[Point annotation records]

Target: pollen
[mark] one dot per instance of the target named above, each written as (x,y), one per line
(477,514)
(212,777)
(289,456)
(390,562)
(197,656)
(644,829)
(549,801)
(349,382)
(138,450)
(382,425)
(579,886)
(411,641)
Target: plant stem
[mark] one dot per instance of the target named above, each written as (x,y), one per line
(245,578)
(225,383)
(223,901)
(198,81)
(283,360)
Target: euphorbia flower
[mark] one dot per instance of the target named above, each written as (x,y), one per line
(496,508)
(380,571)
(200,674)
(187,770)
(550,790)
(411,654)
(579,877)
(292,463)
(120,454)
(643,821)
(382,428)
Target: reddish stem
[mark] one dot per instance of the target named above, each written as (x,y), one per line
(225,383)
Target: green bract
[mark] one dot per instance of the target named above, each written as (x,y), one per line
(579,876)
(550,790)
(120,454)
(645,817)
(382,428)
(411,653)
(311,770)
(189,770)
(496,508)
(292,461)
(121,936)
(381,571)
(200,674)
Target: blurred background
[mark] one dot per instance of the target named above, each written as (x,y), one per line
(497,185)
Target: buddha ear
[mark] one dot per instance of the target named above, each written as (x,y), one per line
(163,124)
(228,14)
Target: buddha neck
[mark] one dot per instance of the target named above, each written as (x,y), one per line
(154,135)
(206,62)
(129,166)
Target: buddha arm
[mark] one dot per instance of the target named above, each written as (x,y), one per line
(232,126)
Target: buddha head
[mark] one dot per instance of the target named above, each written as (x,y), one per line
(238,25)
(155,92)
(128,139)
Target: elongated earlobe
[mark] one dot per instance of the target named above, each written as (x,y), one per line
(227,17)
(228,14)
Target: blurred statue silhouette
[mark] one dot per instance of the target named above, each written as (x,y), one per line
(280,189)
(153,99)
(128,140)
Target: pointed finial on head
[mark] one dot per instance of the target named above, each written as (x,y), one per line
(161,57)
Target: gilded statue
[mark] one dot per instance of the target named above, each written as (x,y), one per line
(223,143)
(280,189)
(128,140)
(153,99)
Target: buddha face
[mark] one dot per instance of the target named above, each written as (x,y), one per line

▶ PROBLEM DESCRIPTION: Write out the entire listing exactly.

▶ ANSWER BELOW:
Target: pollen
[mark] one dot per instance of the target named above, each written as (x,y), one per line
(477,514)
(212,777)
(289,456)
(390,562)
(197,656)
(644,829)
(549,801)
(349,382)
(138,450)
(382,425)
(579,886)
(411,641)
Target: plant stem
[mark] one dot per instance of the target named above, each written as (x,y), one per line
(245,578)
(225,383)
(223,901)
(198,81)
(283,360)
Target: euphorbia flower
[mark] one dot per instance of the target named above, each written as (x,y), one per line
(496,508)
(380,571)
(200,674)
(187,770)
(550,790)
(411,654)
(579,877)
(292,463)
(120,454)
(643,821)
(382,428)
Target: reddish stem
[mark] one dot per instance of the target named above, each written as (x,y), one per line
(225,383)
Target: green bract
[mark] one dot per instance of the target named above, each written as (x,y), one per line
(579,876)
(550,790)
(120,454)
(645,817)
(382,428)
(411,653)
(311,770)
(189,770)
(496,508)
(292,461)
(121,936)
(381,571)
(200,674)
Target: blurred background
[mark] one dot per instance of the target named above, each written as (x,y), one per line
(497,185)
Target: buddha ear
[mark] one dot per instance of the target named above, each written as (x,y), one per line
(163,124)
(228,14)
Target: buddha neck
[mark] one dot per instance of the target named above, each written as (x,y), one per line
(154,135)
(206,62)
(129,166)
Target: buddha arm
[mark] one dot per instance of the target named above, each written as (x,y), one per line
(232,126)
Target: buddha head
[mark] one dot per instance of the target named above, each written as (x,y), one per line
(238,25)
(155,92)
(128,139)
Target: elongated earlobe
[mark] one dot per instance of the target named above, each written as (x,y), one per line
(227,17)
(228,14)
Target: blurred statue silhouette
[mark] one dot per instance of the target named above, each written as (x,y), one per line
(280,189)
(153,99)
(128,140)
Target: pointed finial on head
[mark] one dot per instance of the target named above, each written as (x,y), one per line
(161,57)
Target: gilded statue
[mark] one dot per instance of the target named above, each written as (x,y), one per line
(223,143)
(280,189)
(128,140)
(153,99)
Target: buddha face
[mark] one dot per instance of the target named above, each written as (x,y), one per line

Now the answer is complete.